**Problem requirements:** Render every line of the items below as a JSON list of strings, with one string per line and blank lines left out.

**Entries provided:**
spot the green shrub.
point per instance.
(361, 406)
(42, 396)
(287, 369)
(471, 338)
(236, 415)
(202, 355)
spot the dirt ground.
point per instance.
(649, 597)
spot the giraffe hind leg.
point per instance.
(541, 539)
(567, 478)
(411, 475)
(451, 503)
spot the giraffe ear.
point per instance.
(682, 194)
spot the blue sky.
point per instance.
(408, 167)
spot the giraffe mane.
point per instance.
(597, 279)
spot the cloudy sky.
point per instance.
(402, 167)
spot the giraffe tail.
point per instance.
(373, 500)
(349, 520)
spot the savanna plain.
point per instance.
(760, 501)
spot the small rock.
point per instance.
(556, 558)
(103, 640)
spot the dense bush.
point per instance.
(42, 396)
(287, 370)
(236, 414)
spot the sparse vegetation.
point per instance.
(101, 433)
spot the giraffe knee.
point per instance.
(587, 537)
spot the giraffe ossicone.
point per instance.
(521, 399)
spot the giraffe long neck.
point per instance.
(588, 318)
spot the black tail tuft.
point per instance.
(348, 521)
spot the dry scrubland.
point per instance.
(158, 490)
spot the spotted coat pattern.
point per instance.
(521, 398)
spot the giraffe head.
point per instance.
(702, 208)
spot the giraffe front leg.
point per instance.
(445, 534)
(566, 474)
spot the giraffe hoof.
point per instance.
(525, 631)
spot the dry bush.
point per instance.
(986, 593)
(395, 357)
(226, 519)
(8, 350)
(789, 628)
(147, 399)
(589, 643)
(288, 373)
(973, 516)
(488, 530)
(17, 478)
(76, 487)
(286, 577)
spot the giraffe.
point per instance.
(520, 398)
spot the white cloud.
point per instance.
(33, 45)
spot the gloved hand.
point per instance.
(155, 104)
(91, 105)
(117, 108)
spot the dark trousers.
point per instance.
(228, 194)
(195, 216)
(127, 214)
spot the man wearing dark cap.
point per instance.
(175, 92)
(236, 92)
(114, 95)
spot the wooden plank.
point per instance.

**Finished task:**
[
  "spot the green shrub.",
  "point per instance.",
  "(361, 406)",
  "(42, 396)",
  "(287, 369)",
  "(471, 338)",
  "(236, 415)",
  "(202, 355)",
  "spot the dirt ground.",
  "point per instance.",
  "(649, 597)",
  "spot the giraffe hind leg.",
  "point per instance.",
  "(541, 539)",
  "(567, 478)",
  "(411, 475)",
  "(451, 503)",
  "spot the giraffe ear.",
  "point per instance.",
  "(682, 194)",
  "spot the blue sky.",
  "point per instance.",
  "(408, 167)",
  "spot the giraffe mane.",
  "point per instance.",
  "(597, 279)",
  "spot the cloudy sky.",
  "point per instance.",
  "(402, 167)",
  "spot the giraffe tail.",
  "point per instance.",
  "(373, 500)",
  "(349, 520)",
  "spot the savanna plain.",
  "point per instance.",
  "(760, 501)",
  "spot the small rock.",
  "point per instance.",
  "(556, 558)",
  "(103, 640)",
  "spot the dense bush.",
  "point per instance.",
  "(42, 396)",
  "(287, 370)",
  "(236, 414)",
  "spot the sparse vegetation.",
  "point per instance.",
  "(101, 433)",
  "spot the giraffe knee.",
  "point per instance.",
  "(587, 537)",
  "spot the giraffe ossicone.",
  "point per instance.",
  "(521, 399)",
  "spot the giraffe long neck.",
  "point per instance.",
  "(588, 318)",
  "spot the black tail tuft.",
  "point per instance.",
  "(348, 521)",
  "spot the dry scrubland.",
  "point per instance.",
  "(158, 490)",
  "spot the spotted coat pattern.",
  "point per instance.",
  "(521, 398)",
  "spot the giraffe head.",
  "point per instance.",
  "(702, 208)",
  "spot the giraffe front leg.",
  "point per instance.",
  "(445, 534)",
  "(566, 474)",
  "spot the giraffe hoof.",
  "point per instance.",
  "(525, 631)",
  "spot the dry bush.",
  "point per instance.",
  "(986, 593)",
  "(395, 357)",
  "(226, 519)",
  "(8, 350)",
  "(789, 628)",
  "(147, 399)",
  "(589, 643)",
  "(288, 373)",
  "(973, 516)",
  "(488, 530)",
  "(17, 478)",
  "(76, 487)",
  "(286, 577)",
  "spot the giraffe.",
  "point per instance.",
  "(520, 398)",
  "spot the white cloud.",
  "point per instance.",
  "(33, 45)",
  "spot the gloved hand.",
  "point per instance.",
  "(155, 104)",
  "(91, 105)",
  "(117, 108)",
  "spot the dark trousers.",
  "point per instance.",
  "(228, 194)",
  "(195, 216)",
  "(127, 214)",
  "spot the man wearing dark cap.",
  "point per instance.",
  "(175, 92)",
  "(236, 92)",
  "(114, 95)",
  "spot the wooden plank.",
  "point per instance."
]